___ Fragmento proporcionado

La pintura y su influencia en el cine
El director de cine Víctor Erice (1) confiesa haber descubierto la realidad de las relaciones entre la pintura y el cine con Robert Bresson, un artista con experiencia previa como pintor y gran amante del teatro. Bresson se convierte en cineasta para superar a la pintura en cierto modo. No hay una película suya en la que se pueda ver la imaginería de un plano, no habla de actores sino de modelos, no existen imágenes bellas sino imágenes necesarias. Aquí surge la modernidad en este medio de expresión.

______

** Actividad A **
Según el texto sobre la pintura y el cine, ¿con qué fin se convierte Bresson en cineasta? Explícalo en una a tres oraciones.
** Actividad B **
Retoma el texto sobre la pintura y su influencia en el cine y prosíguelo a partir de su última oración.
Los registros proceden de una fuente distinta.

___ Información registrada

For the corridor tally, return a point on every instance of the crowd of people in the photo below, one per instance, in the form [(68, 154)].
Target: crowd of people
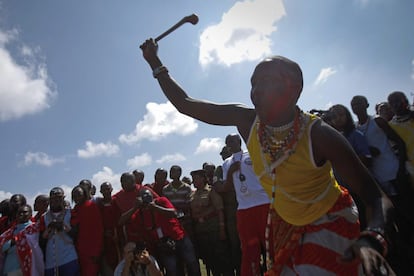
[(313, 194), (218, 217)]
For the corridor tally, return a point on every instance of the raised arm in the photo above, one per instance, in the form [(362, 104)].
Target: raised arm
[(231, 114), (330, 145)]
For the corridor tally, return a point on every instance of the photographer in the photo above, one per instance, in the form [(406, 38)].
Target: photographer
[(137, 262), (57, 237), (156, 221)]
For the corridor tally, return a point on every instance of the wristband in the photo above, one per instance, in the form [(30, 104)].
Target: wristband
[(381, 244), (159, 70)]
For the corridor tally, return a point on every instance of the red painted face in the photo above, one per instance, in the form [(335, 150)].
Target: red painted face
[(273, 95)]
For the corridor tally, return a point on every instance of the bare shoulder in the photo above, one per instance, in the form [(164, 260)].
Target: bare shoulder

______

** Respuesta final A **
Bresson se convierte en cineasta para superar en cierto modo a la pintura. Lo hace desde su experiencia previa como pintor.

** Respuesta final B **
Sin embargo, en la actualidad la imagen digital difundida a través de múltiples soportes ha llegado a producir un efecto de canalización. La retransmisión sustituye a la representación, ofreciendo una visión vulgar sobre la realidad. Los pintores sintieron lo mismo a finales del siglo XIX con el nacimiento del cinematógrafo. Cuando surgen la fotografía y el cine, todo un tipo de pintura queda falto de sentido porque hay una invención técnica que retransmite la imagen de las apariencias con una fidelidad extraordinaria. El proceso de aceleración y descomposición de las formas pictóricas, desde Picasso a Bacon, fue debido, al menos en parte, a la aparición de la fotografía y el cine. Resultó evidente el rechazo ante un medio que había despojado a la pintura de algo que había sido consustancial y privativo durante siglos: el status de la imagen. El cine sufre hoy la misma tensión que consumió a la pintura. Desde la aparición de la televisión, el cine ha ido cayendo en la dependencia económica y estética de aquélla. Las consecuencias de esta supeditación sin duda son preocupantes para el llamado séptimo arte y hoy resultan muy visibles sus efectos más degradantes.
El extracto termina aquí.